• _Passage for review_
☆ ☆ ☆ ☆ ☆ ☆ ☆

Women in the Military

In my study of the Military, I found an interesting parallel between women in Wartime and Blacks.  From the Civil War to the 1950’s, Blacks were considered inferior for combat duty unless white Officers led them. The truth showed that many black units were highly capable and won many battles.  For the most part the Army leadership relegated Blacks to Combat Support Roles until the integration of the Military after Korea. The exceptions were National Guard units and volunteer experiments tried by the few progressive Military Leaders that were willing to take a chance.  There were a few Black Brigades in the Civil War and there is a Military History Poster about the World War I, “Hell Fighters From Harlem”. From WWII, there was the “Tuskegee Airmen” and the 555th Combat Regiment an all black Airborne Regiment experiment.   Until full integration was reached in the 50’s and until the young Black officers and Non Commissioned Officers moved up into leadership positions during the Vietnam era there were few black Generals and Sergeant Majors.  From the 1960’s on, the Military led the way to full integration of minorities in all facets of the Male dominated services.  I for one was proud of my Army and the integration of all male soldiers into all sections of the Army.

I feel that here is the point to be made about women and their assigned roles. Just as the blacks were not allowed full integration until the 1950's the women in the Army were not allowed the full integration into all units when the blacks were.  Early in the history of the Military, women were relegated to positions such as clerks, drivers and Nurses.  The land beyond the cantonment area was an all male bastion and women were not allowed during combat on Ships, in Air Crews or in units where women could be exposed to direct combat with the enemy.  As one should never say never or always, there might have been a few exception but for the most part women did not move into anything nearing an equal position with men until the modern era.  Let me say I love nurses as they have given comfort to our wounded soldiers and there were many killed but seldom in direct battle.

☆ ☆ ☆ ☆ ☆ ☆ ☆

Dataset entries:

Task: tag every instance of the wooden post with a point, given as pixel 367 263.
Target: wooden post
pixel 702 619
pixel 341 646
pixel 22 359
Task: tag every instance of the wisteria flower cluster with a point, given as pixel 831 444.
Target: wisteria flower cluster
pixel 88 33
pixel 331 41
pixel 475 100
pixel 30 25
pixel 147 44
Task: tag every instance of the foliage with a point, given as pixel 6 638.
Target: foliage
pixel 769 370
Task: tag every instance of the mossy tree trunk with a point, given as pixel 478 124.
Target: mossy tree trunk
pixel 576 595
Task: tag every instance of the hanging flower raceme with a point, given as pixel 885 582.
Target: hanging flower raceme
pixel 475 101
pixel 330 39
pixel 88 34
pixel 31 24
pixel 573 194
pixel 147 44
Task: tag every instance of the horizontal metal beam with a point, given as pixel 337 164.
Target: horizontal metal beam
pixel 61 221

☆ ☆ ☆ ☆ ☆ ☆ ☆

• _Task item A_
Please copy the passage of the essay on women in the military from "I feel that" to "in direct battle.".
• _Task item B_
Answer these questions using the essay on women in the military:
(i) What all-black Airborne Regiment experiment from WWII does it name?
(ii) To what positions were women relegated early in the history of the Military?
(iii) After which war does it say the Military was integrated?
These records have nothing to do with the essay on women in the military.

• _Task output A_
I feel that here is the point to be made about women and their assigned roles. Just as the blacks were not allowed full integration until the 1950's the women in the Army were not allowed the full integration into all units when the blacks were.  Early in the history of the Military, women were relegated to positions such as clerks, drivers and Nurses.  The land beyond the cantonment area was an all male bastion and women were not allowed during combat on Ships, in Air Crews or in units where women could be exposed to direct combat with the enemy.  As one should never say never or always, there might have been a few exception but for the most part women did not move into anything nearing an equal position with men until the modern era.  Let me say I love nurses as they have given comfort to our wounded soldiers and there were many killed but seldom in direct battle.

• _Task output B_
(i) The 555th Combat Regiment
(ii) Clerks, drivers and nurses
(iii) Korea